**Text to read**

►

30/10/10 – one of my first ever blogs – The nature of change

12/11/10 – not long after Changing practice

27/12/10 – Worldviews and theories of change

14/3/11 – Managing systemic change

I think my latest quest perhaps has more to do with ‘managing’ change, rather than change per se.  I think it was in B822 Creativity, innovation and change that the following approaches to change were laid out:

  • let it happen – i.e. do nothing but hope
  • make it happen
  • create the circumstances where it is more likely to happen

But it seems to me that the way you understand those three options will vary widely depending on the way that you conceptualise change…and ‘managing systemic change’ where you acknowledge that you are intervening in an already changing situation in the ‘hope’ that you can make the change go in a certain direction that you perceive as ‘desirable’ seems to include elements of all three…such as taking purposeful action and creating response-able circumstances

The trigger for re-opening an inquiry about change was in relation to the distinction between systematic and systemic.  Checkland (1985) compared these two traditions of systems thinking and his distinction was built on by Ison (2010, page 148).

The systematic – or hard – thinking tradition is:

  • “oriented to goal seeking
  • assumes the world contains systems that can be engineered
  • assumes systems models to be models of the world (ontologies)
  • talks the language of ‘problems’ and ‘solutions’
  • allows the use of powerful techniques
  • assumes there is a right answer
  • may lose touch with aspects beyond the logic of the problem situation”

So, if I am using systematic thinking – what then is my understanding of change and how to make/let/create situation where it can happen?  There are some helpful materials on Ison (2010, page 195) which compares ‘consultant with a traditional perspective’ to ‘consultant with a complexity perspective’.  The ‘traditional perspective’ includes a number of phrases that I would experience as a systematic thinking approach to change such as…

  • “understands organisational change in terms of temporary instability between system-wide stable states”

◄

**Dataset excerpts**
►

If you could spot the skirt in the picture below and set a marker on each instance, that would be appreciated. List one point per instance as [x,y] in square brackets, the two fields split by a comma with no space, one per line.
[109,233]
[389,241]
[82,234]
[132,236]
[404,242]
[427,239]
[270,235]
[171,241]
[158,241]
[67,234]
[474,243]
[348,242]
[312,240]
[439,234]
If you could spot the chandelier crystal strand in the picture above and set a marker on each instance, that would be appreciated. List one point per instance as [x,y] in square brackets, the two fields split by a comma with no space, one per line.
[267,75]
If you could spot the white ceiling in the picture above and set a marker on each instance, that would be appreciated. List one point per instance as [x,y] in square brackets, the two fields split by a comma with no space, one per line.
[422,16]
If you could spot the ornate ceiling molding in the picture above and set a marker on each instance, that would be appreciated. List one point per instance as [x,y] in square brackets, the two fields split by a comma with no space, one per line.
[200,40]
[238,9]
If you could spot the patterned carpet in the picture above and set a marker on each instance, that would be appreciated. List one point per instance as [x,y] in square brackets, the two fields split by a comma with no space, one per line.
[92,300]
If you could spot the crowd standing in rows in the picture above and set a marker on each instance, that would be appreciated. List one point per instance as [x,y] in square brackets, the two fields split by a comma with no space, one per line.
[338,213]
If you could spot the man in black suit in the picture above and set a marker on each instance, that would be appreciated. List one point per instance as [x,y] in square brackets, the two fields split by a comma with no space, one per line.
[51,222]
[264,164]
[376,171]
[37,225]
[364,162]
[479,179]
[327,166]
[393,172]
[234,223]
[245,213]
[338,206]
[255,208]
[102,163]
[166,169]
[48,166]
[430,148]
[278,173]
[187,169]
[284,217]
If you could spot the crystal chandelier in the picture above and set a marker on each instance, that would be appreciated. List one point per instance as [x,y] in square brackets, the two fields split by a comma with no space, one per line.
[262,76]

◄

**Given request 1**
In the blog post on change, on which page of Ison (2010) is the 'consultant with a traditional perspective' compared with the 'consultant with a complexity perspective'?
**Given request 2**
Put this sentence from the blog post on change into Spanish: "The trigger for re-opening an inquiry about change was in relation to the distinction between systematic and systemic."
**Given request 3**
Carry the blog post on change on from its last line.

**Answer 1**
Page 195.

**Answer 2**
El detonante para reabrir una indagación sobre el cambio tuvo que ver con la distinción entre lo sistemático y lo sistémico.

**Answer 3**
  • “delivers to a pre-determined objective or outcome”
  • “realise planned change”
  • “tries to create intended change in people’s shared beliefs, values and attitudes”

Now I have articulated this, I can relate it to most of my experiences of ‘change management’ and the conventional use of programmes and projects.

Now for systemic (or soft) thinking.  Ison (2010, 158) lists the characteristics as follows:

  • oriented to learning
  • assumes the world is problematical but can be explored using systems models
  • assumes system models to be intellectual constructs (epistemologies)
  • talks the language of ‘issues’ and ‘accommodations’
  • is available to all stakeholders including professional practitioners
  • keeps in touch with the human content of situations
  • does not produce final answers and accepts that inquiry is never-ending
  • remains aware that there are dimensions of the situation to which linear logic does not apply.

Here I smile, because I have studied a whole module on Managing systemic change (TU812) and the blog ‘Managing systemic change‘ mentioned above still seems to provide a helpful overview of what that means to me – the emphasis is on how learning and change (in understanding and practice) mutually construct each other to the point where they seem the same thing.

But I guess now I am wondering why was the module called ‘Managing systemic change’, rather than ‘Managing change systemically’.  Is there a difference?  If I want to intervene in a situation to change it in a situation that I see as ‘desirable’ – then am I in effect hoping that learning (social learning) goes in a certain direction?  That is not ‘training’ or ‘educational programmes’ in the traditional sense but – now to the ‘consultant with a complexity perspective’ (Ison, 2010, 195), where I see phrases like:

  • “understands change dynamics as unfolding in the ongoing tension between stability and instability in which islands of order arise and dissolve”
  • “contracts for a step-by-step process of joint learning into an evolving future”
  • “seeks to stimulate and provoke conditions in which people’s mental models are continuously revised in the course of interaction”
  • “intervenes in the ongoing conversational life in organisations in which people co-create and evolve their actions-in-context or contexts-in-action”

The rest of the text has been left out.